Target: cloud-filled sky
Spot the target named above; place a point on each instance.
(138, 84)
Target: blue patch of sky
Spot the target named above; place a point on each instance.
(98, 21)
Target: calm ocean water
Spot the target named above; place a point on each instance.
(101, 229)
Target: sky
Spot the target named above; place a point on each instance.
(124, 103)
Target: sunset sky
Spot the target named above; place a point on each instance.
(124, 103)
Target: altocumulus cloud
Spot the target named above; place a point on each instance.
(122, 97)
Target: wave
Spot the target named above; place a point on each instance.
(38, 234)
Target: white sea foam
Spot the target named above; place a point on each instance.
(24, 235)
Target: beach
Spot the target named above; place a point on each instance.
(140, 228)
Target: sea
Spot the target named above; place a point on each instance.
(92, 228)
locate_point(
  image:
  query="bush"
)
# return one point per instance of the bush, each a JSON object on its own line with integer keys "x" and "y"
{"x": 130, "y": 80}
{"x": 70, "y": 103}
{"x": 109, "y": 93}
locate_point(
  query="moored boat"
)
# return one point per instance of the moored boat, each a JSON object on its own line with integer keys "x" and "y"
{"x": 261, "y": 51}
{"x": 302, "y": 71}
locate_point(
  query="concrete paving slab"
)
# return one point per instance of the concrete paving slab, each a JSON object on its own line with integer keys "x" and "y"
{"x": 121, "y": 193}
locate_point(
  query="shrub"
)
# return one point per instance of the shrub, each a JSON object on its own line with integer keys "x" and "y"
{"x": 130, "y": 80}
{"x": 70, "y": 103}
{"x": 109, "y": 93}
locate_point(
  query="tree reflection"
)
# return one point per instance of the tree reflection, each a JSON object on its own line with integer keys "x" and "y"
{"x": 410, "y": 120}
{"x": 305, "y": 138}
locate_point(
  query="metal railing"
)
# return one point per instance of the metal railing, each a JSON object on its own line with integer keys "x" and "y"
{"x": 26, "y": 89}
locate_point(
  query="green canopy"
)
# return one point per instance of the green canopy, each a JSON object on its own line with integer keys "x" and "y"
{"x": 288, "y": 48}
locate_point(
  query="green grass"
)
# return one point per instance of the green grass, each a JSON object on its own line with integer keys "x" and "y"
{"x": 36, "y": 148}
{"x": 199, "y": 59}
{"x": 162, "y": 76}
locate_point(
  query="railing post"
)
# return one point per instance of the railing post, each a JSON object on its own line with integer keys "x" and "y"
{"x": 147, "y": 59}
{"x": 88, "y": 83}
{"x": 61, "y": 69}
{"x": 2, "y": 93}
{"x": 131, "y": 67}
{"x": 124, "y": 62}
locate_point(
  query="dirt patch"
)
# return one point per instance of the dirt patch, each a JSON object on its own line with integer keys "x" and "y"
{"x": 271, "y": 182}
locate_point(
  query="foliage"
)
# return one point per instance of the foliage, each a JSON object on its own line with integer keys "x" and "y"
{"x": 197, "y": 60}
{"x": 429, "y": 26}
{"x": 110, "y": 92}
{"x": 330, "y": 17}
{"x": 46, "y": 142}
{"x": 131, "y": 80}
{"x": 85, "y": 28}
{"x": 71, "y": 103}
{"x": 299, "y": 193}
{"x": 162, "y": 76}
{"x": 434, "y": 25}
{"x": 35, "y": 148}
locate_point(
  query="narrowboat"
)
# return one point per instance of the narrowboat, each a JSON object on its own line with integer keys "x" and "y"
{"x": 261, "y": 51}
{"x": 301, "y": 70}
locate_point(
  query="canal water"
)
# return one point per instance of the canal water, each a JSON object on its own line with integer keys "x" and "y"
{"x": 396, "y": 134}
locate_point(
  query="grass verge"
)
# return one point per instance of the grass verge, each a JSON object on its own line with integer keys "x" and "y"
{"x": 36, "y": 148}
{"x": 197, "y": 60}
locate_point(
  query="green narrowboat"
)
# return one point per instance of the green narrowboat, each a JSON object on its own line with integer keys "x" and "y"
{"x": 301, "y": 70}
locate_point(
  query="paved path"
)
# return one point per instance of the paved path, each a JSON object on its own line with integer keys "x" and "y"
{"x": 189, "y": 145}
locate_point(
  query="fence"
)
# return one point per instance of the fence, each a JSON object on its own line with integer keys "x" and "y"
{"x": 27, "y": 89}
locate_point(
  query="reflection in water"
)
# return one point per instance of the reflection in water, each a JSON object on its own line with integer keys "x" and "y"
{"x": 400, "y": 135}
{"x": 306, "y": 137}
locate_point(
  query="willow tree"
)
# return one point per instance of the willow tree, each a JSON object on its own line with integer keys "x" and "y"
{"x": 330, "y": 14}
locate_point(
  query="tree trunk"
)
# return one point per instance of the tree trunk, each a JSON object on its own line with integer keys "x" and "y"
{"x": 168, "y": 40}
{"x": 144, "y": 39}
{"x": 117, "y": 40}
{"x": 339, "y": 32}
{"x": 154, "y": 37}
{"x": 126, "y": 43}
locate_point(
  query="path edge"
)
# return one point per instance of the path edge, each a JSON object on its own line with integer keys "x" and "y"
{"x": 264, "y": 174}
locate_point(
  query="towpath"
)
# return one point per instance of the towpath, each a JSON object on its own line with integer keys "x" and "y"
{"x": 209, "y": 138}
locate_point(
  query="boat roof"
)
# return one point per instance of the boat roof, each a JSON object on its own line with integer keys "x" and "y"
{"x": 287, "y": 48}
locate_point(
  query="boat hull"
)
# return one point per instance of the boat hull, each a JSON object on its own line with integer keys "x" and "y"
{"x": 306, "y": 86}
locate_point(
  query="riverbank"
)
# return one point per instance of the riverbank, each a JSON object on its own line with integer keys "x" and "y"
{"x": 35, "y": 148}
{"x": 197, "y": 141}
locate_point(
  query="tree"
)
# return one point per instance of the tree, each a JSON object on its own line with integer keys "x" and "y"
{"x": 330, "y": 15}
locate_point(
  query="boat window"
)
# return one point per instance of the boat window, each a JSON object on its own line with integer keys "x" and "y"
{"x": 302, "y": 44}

• • •

• _INSTRUCTIONS FOR THE TASK_
Reproduce each record exactly, leaving nothing out.

• _SOLUTION TO THE EXERCISE_
Target: cloud-filled sky
Spot the target named above; place a point on each instance.
(138, 84)
Target: blue patch of sky
Spot the target named above; place a point on each instance.
(98, 21)
Target: calm ocean water
Spot the target named above; place a point on each instance.
(101, 229)
Target: sky
Spot the target named above; place a point on each instance.
(124, 103)
Target: sunset sky
Spot the target named above; place a point on each instance.
(124, 103)
Target: altocumulus cloud
Spot the target named above; place a point on each instance.
(122, 97)
Target: wave
Spot the target named above; place a point on each instance.
(38, 234)
Target: white sea foam
Spot the target named above; place a point on each instance.
(24, 235)
Target: beach
Spot the target named above; place a point on each instance.
(140, 228)
Target: sea
Spot the target named above; place a point on each instance.
(92, 228)
locate_point(
  image:
  query="bush"
)
# return one point per instance of the bush, each a JSON object on its own line with integer keys "x" and "y"
{"x": 130, "y": 80}
{"x": 70, "y": 103}
{"x": 109, "y": 93}
locate_point(
  query="moored boat"
)
# return one point per instance of the moored boat, each a JSON object on its own line with integer keys "x" and "y"
{"x": 261, "y": 51}
{"x": 302, "y": 71}
locate_point(
  query="concrete paving slab"
)
# return one point per instance of the concrete paving slab, each a JSON object on its own line with integer keys "x" and "y"
{"x": 121, "y": 193}
locate_point(
  query="shrub"
)
# return one point per instance of the shrub, each a JSON object on its own line with integer keys "x" and "y"
{"x": 130, "y": 80}
{"x": 70, "y": 103}
{"x": 109, "y": 93}
locate_point(
  query="tree reflection"
)
# return one point per instance of the tree reflection, each a JSON object on its own line with integer keys "x" and "y"
{"x": 410, "y": 120}
{"x": 305, "y": 138}
locate_point(
  query="metal railing"
)
# return one point per instance of the metal railing, each a JSON object on its own line with integer keys "x" and "y"
{"x": 26, "y": 89}
locate_point(
  query="green canopy"
)
# return one point per instance of the green canopy, each a JSON object on its own line with integer keys "x" and "y"
{"x": 288, "y": 48}
locate_point(
  query="green grass"
)
# return one point per instance of the green grass, each a JSON object on its own line with integer keys "x" and "y"
{"x": 36, "y": 148}
{"x": 199, "y": 59}
{"x": 162, "y": 76}
locate_point(
  query="railing post"
)
# return one point per instance of the railing post, each a JSON object on its own line with integer keys "x" and "y"
{"x": 147, "y": 59}
{"x": 88, "y": 83}
{"x": 61, "y": 69}
{"x": 2, "y": 93}
{"x": 131, "y": 67}
{"x": 124, "y": 62}
locate_point(
  query="dirt patch"
)
# return one point per instance of the dirt patch, each a JSON object on its own line with integer keys "x" and "y"
{"x": 271, "y": 182}
locate_point(
  query="foliage"
)
# return one point per instance of the foliage, each a JSON object on its own line with integer keys "x" and "y"
{"x": 197, "y": 60}
{"x": 429, "y": 26}
{"x": 110, "y": 92}
{"x": 330, "y": 17}
{"x": 46, "y": 142}
{"x": 131, "y": 80}
{"x": 85, "y": 28}
{"x": 71, "y": 103}
{"x": 299, "y": 193}
{"x": 162, "y": 76}
{"x": 434, "y": 25}
{"x": 35, "y": 148}
locate_point(
  query="narrowboat"
)
# return one point per instance of the narrowboat, each a JSON object on its own line with integer keys "x" and "y"
{"x": 261, "y": 51}
{"x": 301, "y": 70}
locate_point(
  query="canal water"
)
# return one point per instance of the canal water, each a JSON object on its own line with integer keys "x" and "y"
{"x": 396, "y": 134}
locate_point(
  query="grass verge"
)
# return one point per instance of the grass verge, each a JSON object on its own line with integer keys "x" and "y"
{"x": 36, "y": 148}
{"x": 197, "y": 60}
locate_point(
  query="green narrowboat"
)
# return one point per instance of the green narrowboat, each a JSON object on its own line with integer keys "x" and "y"
{"x": 301, "y": 70}
locate_point(
  query="paved path"
)
# return one point per instance of the paved path, each a JSON object on its own line with integer keys "x" and "y"
{"x": 189, "y": 145}
locate_point(
  query="fence"
)
# return one point per instance of the fence, each a JSON object on its own line with integer keys "x" and "y"
{"x": 27, "y": 89}
locate_point(
  query="reflection in water"
)
# return one point per instance of the reflection in water, each a JSON object on its own line with integer keys "x" and "y"
{"x": 400, "y": 135}
{"x": 306, "y": 137}
locate_point(
  query="willow tree"
)
# return one point per instance of the willow tree, each a JSON object on its own line with integer keys "x" and "y"
{"x": 330, "y": 14}
locate_point(
  query="tree trunk"
)
# return one point per instance of the tree trunk, each a JSON object on its own line with integer keys "x" and "y"
{"x": 168, "y": 40}
{"x": 144, "y": 39}
{"x": 117, "y": 40}
{"x": 339, "y": 32}
{"x": 154, "y": 37}
{"x": 126, "y": 43}
locate_point(
  query="path edge"
)
# return one point per instance of the path edge, each a JSON object on its own line with integer keys "x" and "y"
{"x": 264, "y": 174}
locate_point(
  query="towpath"
)
# return one point per instance of the towpath, each a JSON object on its own line with integer keys "x" and "y"
{"x": 209, "y": 138}
locate_point(
  query="boat roof"
)
# return one point per instance of the boat roof, each a JSON object on its own line with integer keys "x" and "y"
{"x": 287, "y": 48}
locate_point(
  query="boat hull"
)
# return one point per instance of the boat hull, each a JSON object on its own line with integer keys "x" and "y"
{"x": 306, "y": 86}
locate_point(
  query="riverbank"
)
# return one point per instance of the riverbank, each a JSON object on its own line with integer keys "x" and "y"
{"x": 35, "y": 148}
{"x": 197, "y": 141}
locate_point(
  query="tree"
)
# return one point per instance of the tree, each a JSON object on its own line with integer keys "x" and "y"
{"x": 330, "y": 15}
locate_point(
  query="boat window"
)
# return one point per instance of the boat window, each a JSON object on its own line with integer keys "x" and "y"
{"x": 302, "y": 44}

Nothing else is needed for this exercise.